Reproduce the records from the line containing "Note to the class: find the wooden" through the end of the records, both ends included, scaling every point coordinate in the answers by 1.8 and rounding each to the nearest whole number, with halves rounded up. Leave the wording of the requests unchanged, and give only these lines.

Records from a data collection
──────

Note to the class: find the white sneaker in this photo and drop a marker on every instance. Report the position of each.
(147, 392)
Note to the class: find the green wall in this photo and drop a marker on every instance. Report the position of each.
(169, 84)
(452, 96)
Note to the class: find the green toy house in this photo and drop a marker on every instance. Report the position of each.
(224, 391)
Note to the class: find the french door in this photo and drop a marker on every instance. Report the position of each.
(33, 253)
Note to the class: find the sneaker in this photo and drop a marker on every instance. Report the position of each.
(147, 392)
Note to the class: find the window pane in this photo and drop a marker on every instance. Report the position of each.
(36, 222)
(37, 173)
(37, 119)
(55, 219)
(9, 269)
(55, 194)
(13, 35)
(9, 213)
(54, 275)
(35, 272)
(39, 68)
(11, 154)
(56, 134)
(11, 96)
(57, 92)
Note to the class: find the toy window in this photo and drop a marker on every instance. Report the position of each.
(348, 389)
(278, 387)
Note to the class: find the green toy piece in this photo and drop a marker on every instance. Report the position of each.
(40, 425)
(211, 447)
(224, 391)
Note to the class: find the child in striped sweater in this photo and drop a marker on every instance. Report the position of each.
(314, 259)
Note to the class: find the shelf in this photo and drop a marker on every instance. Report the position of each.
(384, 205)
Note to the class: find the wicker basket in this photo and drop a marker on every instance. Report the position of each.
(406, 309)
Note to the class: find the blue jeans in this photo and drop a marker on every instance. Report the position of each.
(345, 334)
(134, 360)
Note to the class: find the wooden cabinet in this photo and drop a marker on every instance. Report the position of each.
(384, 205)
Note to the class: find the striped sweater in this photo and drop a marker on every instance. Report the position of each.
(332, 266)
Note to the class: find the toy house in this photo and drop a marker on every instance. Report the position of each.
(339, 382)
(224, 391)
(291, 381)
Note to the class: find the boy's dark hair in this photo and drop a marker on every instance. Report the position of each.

──────

-- Solution to this exercise --
Note to the class: find the wooden cabinet in this photo and drop a marker on every instance. Report the position of each.
(691, 369)
Note to the class: find the striped sweater in this photo and drop a marker on every instance. Report the position of each.
(598, 479)
Note to the class: find the toy house in this photo and drop a marker on every instance. Report the position of each.
(610, 688)
(403, 704)
(524, 686)
Note to the class: find the boy's dark hair in this photo and drop a marker on every instance. Report the position of each.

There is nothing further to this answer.